OBJECTIF A:
Recopiez à l'identique les lignes des entrées, de la ligne contenant « Each instance of the window » jusqu'à la fin des entrées, ces deux bornes comprises.

PASSAGE PRÉSENTÉ:
● ● ● ● ●
A. C. : En tout cas, la souplesse, il ne faut pas l'avoir sur votre routine du quotidien, sur les choses qui sont vraiment importantes pour vous – que ce soit sur l'alimentation, le sommeil, l'hygiène, en tout cas pour ce qui est important pour vous, les écrans – si vous n'êtes pas d'accord pour qu'il y ait d'écran la semaine, il n'y a pas d'écran la semaine. En fait, avant 7 ans, ce qu'on appelle un petit peu l'âge de raison, avant 7 ans, les enfants ne sont pas capables de voir le côté cool de l'exception. En fait, ils ne vont pas se dire « Ils ont été trop sympa, hier, de me laisser regarder un petit dessin animé alors que c'est un jour d'école ». Le lendemain, quand vous allez dire « non », ça va être terrible pour lui en disant « Mais t'es vraiment le pire des parents de ne pas recommencer ! ».
K. A. : Mais qu'est-ce qui se passe, dans leur tête ? Ils prennent ça pour acquis ?
A. C. : Oui, exactement. C’est-à-dire que si jamais vous dites « oui », si une fois ça peut marcher, en fait, ils vont toujours retenter leur chance. Les exceptions, il faut les faire… On peut faire des exceptions quand on est en vacances, en gros, quand on sort un petit peu de son quotidien, mais toujours en expliquant à l'enfant : « Là, ce sont les vacances. Là, tu es chez Papi et Mamie. Donc ce ne sont pas les mêmes règles qu'à la maison. Voilà ce qu'on attend de toi. » Il faut toujours que ce soit connu à l'avance pour l'enfant.
K. A. : Oui, la règle c’est :on énonce la règle à l'avance.
A. C. : Toujours.
K. A. : Et on peut l'afficher. J'en profite pour dire à nos auditeurs qu'on a plein d'outils comme ça, chez Bubble, et notamment « Les bonnes manières ». On affiche la règle : la règle à table, « Les bonnes manières à table » – alors c'est rigolo, « Les bonnes manières », vous allez voir, c'est très détendu, ce n’est pas du tout dogmatique – « Les bonnes manières aux toilettes »…
K. A. : Et en fait, quand la règle est affichée, on sait ce qu'il faut faire.
A. C. : Exactement. Il y a les règles de la maison, et après, moi, je trouve ça très chouette que ce ne soit pas, par exemple, les mêmes règles… Il y a des parents qui vont se stresser avec leurs parents, leurs beaux-parents, en disant « Non, nous, à la maison, il ne peut pas »… En revanche, ça, les enfants sont tout à fait capables de faire la différence de « Chez Papi et Mamie, je n'ai pas les mêmes règles que chez mes parents ». Tant qu'on leur précise que c'est exceptionnel, c'est les vacances, mais que quand on reviendra à la maison, on reprendra les règles de chez Papa et Maman, il n'y a pas de problème.
● ● ● ● ●
(Extraits de données de pointage)
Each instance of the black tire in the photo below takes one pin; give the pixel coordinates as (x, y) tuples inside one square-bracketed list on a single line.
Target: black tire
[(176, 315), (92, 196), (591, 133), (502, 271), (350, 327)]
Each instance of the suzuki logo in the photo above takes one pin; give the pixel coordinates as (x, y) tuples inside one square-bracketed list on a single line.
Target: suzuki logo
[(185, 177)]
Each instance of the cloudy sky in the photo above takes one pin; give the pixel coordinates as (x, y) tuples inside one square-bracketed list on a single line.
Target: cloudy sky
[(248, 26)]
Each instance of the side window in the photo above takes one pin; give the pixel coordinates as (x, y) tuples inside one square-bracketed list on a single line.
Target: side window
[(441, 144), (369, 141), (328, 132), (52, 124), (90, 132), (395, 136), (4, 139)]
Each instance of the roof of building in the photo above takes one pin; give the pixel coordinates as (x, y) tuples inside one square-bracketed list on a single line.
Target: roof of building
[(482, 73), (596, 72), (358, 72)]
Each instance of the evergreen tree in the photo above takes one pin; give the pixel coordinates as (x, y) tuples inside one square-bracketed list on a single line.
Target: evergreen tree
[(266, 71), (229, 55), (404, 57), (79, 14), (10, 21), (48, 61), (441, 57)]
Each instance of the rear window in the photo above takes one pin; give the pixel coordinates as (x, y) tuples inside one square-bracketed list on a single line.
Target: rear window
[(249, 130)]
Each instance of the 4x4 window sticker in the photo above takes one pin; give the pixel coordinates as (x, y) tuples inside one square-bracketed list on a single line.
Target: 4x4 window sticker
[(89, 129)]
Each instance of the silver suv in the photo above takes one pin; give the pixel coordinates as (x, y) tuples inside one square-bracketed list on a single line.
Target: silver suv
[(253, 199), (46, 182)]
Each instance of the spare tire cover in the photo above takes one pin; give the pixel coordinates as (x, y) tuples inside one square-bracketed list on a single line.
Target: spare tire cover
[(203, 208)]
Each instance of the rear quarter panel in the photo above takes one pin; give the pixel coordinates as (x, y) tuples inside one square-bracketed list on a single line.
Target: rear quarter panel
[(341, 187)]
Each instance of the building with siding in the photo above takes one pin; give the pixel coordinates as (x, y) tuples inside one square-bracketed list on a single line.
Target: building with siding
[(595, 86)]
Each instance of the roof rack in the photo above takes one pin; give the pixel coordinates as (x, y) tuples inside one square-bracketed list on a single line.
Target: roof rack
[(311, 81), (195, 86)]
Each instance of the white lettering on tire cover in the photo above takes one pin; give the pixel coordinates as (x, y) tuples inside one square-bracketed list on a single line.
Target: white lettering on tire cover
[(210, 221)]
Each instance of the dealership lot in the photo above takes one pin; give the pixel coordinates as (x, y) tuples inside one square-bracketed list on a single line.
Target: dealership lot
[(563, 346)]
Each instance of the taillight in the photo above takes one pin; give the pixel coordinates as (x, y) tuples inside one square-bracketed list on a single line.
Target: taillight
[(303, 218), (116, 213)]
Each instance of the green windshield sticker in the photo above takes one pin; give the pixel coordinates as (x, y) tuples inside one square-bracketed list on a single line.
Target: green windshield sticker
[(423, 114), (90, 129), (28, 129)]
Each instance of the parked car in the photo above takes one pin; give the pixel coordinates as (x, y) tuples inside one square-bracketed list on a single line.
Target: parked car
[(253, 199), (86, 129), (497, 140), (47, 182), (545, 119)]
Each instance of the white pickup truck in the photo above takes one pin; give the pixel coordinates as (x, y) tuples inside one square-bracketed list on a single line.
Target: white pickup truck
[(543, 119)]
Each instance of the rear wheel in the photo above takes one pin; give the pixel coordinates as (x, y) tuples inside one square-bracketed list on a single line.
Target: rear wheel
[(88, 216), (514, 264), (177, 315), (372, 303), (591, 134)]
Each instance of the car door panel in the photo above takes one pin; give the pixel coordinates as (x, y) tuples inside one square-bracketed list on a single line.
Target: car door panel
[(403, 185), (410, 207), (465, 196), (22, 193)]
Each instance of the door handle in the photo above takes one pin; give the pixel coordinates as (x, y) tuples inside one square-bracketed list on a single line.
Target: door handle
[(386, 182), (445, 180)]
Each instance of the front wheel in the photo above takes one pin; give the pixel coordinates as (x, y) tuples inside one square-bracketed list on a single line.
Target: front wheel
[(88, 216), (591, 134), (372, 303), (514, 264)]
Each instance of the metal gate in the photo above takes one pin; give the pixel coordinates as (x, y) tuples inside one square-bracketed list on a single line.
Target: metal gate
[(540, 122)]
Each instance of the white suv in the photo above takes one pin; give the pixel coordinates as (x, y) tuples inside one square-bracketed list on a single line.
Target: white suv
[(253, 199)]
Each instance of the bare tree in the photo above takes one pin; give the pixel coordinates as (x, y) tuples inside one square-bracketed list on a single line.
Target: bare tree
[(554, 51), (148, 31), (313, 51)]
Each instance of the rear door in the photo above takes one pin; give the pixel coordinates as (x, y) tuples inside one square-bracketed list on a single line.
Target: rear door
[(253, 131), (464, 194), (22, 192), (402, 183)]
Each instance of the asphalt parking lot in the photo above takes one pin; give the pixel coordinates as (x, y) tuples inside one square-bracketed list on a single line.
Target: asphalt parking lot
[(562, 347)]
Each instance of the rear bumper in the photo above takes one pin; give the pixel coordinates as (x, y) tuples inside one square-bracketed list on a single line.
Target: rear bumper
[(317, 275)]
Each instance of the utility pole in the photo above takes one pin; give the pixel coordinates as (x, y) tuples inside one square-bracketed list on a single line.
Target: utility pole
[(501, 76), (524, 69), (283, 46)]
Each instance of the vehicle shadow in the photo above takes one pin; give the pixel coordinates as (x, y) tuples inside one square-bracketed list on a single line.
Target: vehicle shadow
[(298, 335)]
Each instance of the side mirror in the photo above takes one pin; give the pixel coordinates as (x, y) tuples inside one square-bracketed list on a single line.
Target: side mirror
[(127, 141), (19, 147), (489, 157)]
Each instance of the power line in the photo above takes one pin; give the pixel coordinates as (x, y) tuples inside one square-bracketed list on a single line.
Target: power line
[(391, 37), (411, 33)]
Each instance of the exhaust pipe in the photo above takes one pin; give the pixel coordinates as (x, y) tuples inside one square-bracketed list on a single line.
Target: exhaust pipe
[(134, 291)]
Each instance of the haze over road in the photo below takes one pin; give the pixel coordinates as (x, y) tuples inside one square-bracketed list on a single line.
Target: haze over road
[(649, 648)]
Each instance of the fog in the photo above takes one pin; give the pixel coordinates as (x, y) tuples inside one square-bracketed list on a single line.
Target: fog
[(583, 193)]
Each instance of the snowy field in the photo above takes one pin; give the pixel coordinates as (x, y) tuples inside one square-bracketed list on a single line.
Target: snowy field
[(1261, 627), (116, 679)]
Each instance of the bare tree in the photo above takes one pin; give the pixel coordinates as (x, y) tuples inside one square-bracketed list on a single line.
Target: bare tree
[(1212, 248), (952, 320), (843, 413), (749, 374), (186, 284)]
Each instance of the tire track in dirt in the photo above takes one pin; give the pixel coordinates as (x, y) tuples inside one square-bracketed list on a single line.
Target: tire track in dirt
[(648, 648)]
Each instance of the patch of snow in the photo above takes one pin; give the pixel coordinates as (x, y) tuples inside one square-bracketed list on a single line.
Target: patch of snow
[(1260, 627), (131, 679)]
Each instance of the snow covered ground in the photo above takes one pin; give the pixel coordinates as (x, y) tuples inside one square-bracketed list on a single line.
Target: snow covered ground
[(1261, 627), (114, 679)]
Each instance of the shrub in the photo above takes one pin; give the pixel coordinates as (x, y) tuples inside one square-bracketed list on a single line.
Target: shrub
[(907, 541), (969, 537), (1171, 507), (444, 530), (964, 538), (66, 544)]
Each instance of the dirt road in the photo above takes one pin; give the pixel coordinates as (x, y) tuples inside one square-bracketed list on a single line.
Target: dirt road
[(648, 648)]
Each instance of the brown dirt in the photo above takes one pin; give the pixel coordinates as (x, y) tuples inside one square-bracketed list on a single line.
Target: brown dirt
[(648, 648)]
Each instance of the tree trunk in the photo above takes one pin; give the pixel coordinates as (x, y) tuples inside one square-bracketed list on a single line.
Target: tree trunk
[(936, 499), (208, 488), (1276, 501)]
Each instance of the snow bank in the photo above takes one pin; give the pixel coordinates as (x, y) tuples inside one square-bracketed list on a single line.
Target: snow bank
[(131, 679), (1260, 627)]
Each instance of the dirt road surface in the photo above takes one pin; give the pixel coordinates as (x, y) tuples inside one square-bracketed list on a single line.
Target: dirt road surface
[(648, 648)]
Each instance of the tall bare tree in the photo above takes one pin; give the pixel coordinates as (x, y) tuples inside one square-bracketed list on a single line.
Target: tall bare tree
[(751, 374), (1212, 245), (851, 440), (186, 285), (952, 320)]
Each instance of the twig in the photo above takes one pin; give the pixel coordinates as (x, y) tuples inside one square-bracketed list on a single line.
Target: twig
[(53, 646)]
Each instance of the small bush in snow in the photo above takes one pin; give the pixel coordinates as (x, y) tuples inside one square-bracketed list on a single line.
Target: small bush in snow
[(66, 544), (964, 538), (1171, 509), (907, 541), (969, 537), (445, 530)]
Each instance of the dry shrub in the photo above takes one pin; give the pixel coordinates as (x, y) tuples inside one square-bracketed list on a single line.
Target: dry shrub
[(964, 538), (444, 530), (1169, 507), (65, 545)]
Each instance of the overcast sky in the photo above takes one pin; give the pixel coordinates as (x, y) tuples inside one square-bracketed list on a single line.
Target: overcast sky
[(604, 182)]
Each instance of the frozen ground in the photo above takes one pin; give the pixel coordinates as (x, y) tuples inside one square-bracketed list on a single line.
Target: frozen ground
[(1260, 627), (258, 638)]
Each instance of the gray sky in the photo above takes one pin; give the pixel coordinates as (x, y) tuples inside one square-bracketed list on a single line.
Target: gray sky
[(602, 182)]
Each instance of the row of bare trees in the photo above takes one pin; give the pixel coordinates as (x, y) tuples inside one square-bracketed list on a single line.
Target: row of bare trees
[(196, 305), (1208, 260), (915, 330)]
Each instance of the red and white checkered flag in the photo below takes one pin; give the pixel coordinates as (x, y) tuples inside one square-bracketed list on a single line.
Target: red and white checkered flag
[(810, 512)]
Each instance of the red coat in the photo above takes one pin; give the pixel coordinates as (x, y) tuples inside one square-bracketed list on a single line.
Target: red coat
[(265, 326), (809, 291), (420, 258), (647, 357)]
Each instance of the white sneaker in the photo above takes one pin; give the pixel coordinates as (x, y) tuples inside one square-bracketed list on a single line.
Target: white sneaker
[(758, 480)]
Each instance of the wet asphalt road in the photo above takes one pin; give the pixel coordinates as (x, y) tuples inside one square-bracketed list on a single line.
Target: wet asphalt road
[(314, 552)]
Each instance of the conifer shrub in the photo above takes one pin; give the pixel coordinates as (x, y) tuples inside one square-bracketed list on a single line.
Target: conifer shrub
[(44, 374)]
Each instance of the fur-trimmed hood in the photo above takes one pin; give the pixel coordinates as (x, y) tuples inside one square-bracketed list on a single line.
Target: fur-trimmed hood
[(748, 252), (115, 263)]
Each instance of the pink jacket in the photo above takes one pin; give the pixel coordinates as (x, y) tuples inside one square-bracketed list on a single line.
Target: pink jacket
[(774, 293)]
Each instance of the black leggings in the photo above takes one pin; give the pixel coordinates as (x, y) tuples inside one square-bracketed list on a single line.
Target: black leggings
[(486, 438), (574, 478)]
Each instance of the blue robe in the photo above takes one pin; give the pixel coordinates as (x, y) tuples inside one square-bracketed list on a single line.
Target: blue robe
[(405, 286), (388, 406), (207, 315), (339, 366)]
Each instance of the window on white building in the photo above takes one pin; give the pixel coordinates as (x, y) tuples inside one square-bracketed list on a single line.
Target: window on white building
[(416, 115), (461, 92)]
● ● ● ● ●
OBJECTIF B:
Répondez à partir du passage présenté :
(i) Avant quel âge les enfants ne sont-ils pas capables de voir le côté cool de l'exception ?
(ii) Dans quelles circonstances peut-on faire des exceptions ?
(iii) Quel outil de Bubble est cité par son nom ?

RÉPONSE A:
Each instance of the window on white building in the photo above takes one pin; give the pixel coordinates as (x, y) tuples inside one square-bracketed list on a single line.
Target: window on white building
[(416, 115), (461, 92)]

RÉPONSE B:
(i) Avant 7 ans.
(ii) Quand on est en vacances, quand on sort un petit peu de son quotidien.
(iii) « Les bonnes manières ».